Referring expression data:
- - - - - - -
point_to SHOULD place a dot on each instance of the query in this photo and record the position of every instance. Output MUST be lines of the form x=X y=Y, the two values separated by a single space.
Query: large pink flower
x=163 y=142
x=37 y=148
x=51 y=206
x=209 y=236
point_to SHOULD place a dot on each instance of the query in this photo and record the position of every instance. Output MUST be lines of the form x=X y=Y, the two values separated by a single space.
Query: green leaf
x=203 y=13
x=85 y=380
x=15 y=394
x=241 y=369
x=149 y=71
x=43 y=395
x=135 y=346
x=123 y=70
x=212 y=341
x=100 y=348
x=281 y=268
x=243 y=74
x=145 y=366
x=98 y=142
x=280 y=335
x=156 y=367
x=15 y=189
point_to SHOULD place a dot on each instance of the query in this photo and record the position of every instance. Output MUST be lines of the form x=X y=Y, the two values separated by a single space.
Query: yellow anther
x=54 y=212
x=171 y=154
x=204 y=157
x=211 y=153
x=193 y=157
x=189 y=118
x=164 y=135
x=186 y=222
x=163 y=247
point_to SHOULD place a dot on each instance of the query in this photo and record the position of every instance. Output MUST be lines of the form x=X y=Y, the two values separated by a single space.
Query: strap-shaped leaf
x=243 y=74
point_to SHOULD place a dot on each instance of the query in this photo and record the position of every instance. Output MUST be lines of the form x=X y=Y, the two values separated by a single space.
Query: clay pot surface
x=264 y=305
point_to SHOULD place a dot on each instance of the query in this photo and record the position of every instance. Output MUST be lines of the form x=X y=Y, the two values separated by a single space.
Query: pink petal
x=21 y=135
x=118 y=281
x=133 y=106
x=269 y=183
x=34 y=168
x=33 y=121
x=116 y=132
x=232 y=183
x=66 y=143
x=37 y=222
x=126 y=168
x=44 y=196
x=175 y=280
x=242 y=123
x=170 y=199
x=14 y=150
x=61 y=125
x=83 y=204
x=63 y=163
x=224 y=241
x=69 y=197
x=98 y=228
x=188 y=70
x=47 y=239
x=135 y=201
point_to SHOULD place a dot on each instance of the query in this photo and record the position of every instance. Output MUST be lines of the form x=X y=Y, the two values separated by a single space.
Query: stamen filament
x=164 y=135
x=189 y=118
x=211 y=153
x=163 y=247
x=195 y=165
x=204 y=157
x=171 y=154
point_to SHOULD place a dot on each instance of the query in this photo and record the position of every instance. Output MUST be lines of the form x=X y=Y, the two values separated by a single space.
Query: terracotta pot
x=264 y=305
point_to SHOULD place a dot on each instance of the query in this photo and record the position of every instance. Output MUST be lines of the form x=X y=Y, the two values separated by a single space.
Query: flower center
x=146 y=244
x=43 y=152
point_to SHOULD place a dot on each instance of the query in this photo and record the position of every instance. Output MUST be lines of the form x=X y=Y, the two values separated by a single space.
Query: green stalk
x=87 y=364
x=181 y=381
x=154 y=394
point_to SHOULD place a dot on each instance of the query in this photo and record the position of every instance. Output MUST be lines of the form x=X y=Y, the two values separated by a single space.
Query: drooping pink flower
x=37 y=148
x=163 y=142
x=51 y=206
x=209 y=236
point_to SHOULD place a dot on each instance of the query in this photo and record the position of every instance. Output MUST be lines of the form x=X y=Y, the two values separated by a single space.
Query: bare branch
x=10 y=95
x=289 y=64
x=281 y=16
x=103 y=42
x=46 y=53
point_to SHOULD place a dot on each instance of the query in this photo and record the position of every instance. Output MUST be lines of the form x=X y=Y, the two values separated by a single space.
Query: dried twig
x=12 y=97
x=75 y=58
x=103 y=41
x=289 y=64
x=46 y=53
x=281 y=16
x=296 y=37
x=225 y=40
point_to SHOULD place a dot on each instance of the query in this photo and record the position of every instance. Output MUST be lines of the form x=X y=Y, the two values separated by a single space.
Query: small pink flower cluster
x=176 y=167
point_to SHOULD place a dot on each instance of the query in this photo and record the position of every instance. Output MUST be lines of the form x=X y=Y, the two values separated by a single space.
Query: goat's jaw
- - - - - - -
## Task objective
The answer should be an exact reproduction of all the entries.

## Completed exercise
point_to SHOULD place a dot on each instance of the query in this photo and record the position of every instance. Output MUST be lines of the form x=X y=Y, the two values separated by a single space.
Query: large pink flower
x=163 y=142
x=37 y=148
x=51 y=206
x=209 y=236
point_to SHOULD place a dot on each instance of the query in this photo and record the position of every instance. Output MUST be lines of the form x=X y=Y, the two values separated by a single space.
Query: green leaf
x=203 y=13
x=85 y=380
x=15 y=394
x=241 y=369
x=149 y=71
x=43 y=395
x=135 y=346
x=123 y=70
x=212 y=341
x=100 y=348
x=281 y=268
x=243 y=74
x=145 y=366
x=98 y=142
x=280 y=335
x=156 y=367
x=15 y=189
point_to SHOULD place a dot on each instance of the query in this photo and record the position of every instance. Output MUST be lines of the form x=X y=Y, the two values separated by a single space.
Query: yellow anther
x=54 y=212
x=171 y=154
x=204 y=157
x=211 y=153
x=193 y=157
x=189 y=118
x=164 y=135
x=186 y=222
x=163 y=247
point_to SHOULD place a dot on each instance of the query in this photo and record the position of every instance. Output MUST be lines of the form x=X y=Y, the two values separated by a single space.
Query: strap-shaped leaf
x=243 y=74
point_to SHOULD place a dot on each instance of the query in this photo and record the position of every instance. Output MUST be lines of the form x=X y=Y, the two values separated by a single space.
Query: clay pot surface
x=264 y=305
point_to SHOULD place a dot on each instance of the query in this photo and record the position of every instance. Output MUST be lines of the form x=X y=Y, the two values separated by a single space.
Query: pink petal
x=21 y=135
x=118 y=281
x=133 y=106
x=269 y=183
x=34 y=168
x=33 y=121
x=116 y=132
x=232 y=183
x=66 y=143
x=37 y=222
x=126 y=168
x=44 y=196
x=175 y=280
x=242 y=123
x=170 y=199
x=14 y=150
x=61 y=125
x=83 y=204
x=63 y=163
x=224 y=241
x=69 y=197
x=98 y=228
x=188 y=70
x=47 y=239
x=135 y=201
point_to SHOULD place a dot on each instance of the query in this photo and record the position of every instance. Output MUST be lines of the form x=X y=Y, the two values separated by a single space.
Query: stamen filament
x=164 y=135
x=189 y=118
x=211 y=153
x=163 y=247
x=195 y=165
x=204 y=157
x=171 y=154
point_to SHOULD place a dot on each instance of the query in this photo and record the position of every instance. Output MUST be lines of the form x=X y=Y, the two values separated by a single space.
Query: terracotta pot
x=264 y=305
point_to SHOULD place a dot on each instance of the query in this photo and record the position of every instance. Output MUST be lines of the form x=X y=Y, the two values separated by a single space.
Query: flower center
x=146 y=244
x=43 y=152
point_to SHOULD place a dot on each instance of the query in this photo and record the position of every instance. Output MUST be lines of the form x=X y=Y, the two values separated by a single space.
Query: green stalk
x=87 y=364
x=181 y=381
x=154 y=394
point_to SHOULD place a dot on each instance of the query in this photo and record the position of every instance. Output MUST be lines of the form x=X y=Y, the two values separated by a single space.
Query: drooping pink flower
x=37 y=148
x=163 y=142
x=51 y=206
x=209 y=236
point_to SHOULD place a dot on each instance of the query in this photo and record the position of every instance. Output MUST be lines of the form x=X y=Y, the two values separated by a single space.
Query: bare branch
x=10 y=95
x=289 y=64
x=281 y=16
x=103 y=42
x=46 y=53
point_to SHOULD place a dot on each instance of the query in this photo and record the position of every instance. Output MUST be lines of the form x=X y=Y, the two values separated by a single space.
Query: dried twig
x=12 y=97
x=75 y=58
x=103 y=41
x=289 y=64
x=46 y=53
x=281 y=16
x=296 y=37
x=225 y=40
point_to SHOULD place a dot on each instance of the query in this photo and record the position of every instance. Output MUST be lines of the form x=X y=Y, the two values separated by a single space.
Query: small pink flower cluster
x=176 y=167
point_to SHOULD place a dot on each instance of the query in this photo and record the position of every instance. Output MUST be lines of the form x=X y=Y, the two values separated by a single space.
Query: goat's jaw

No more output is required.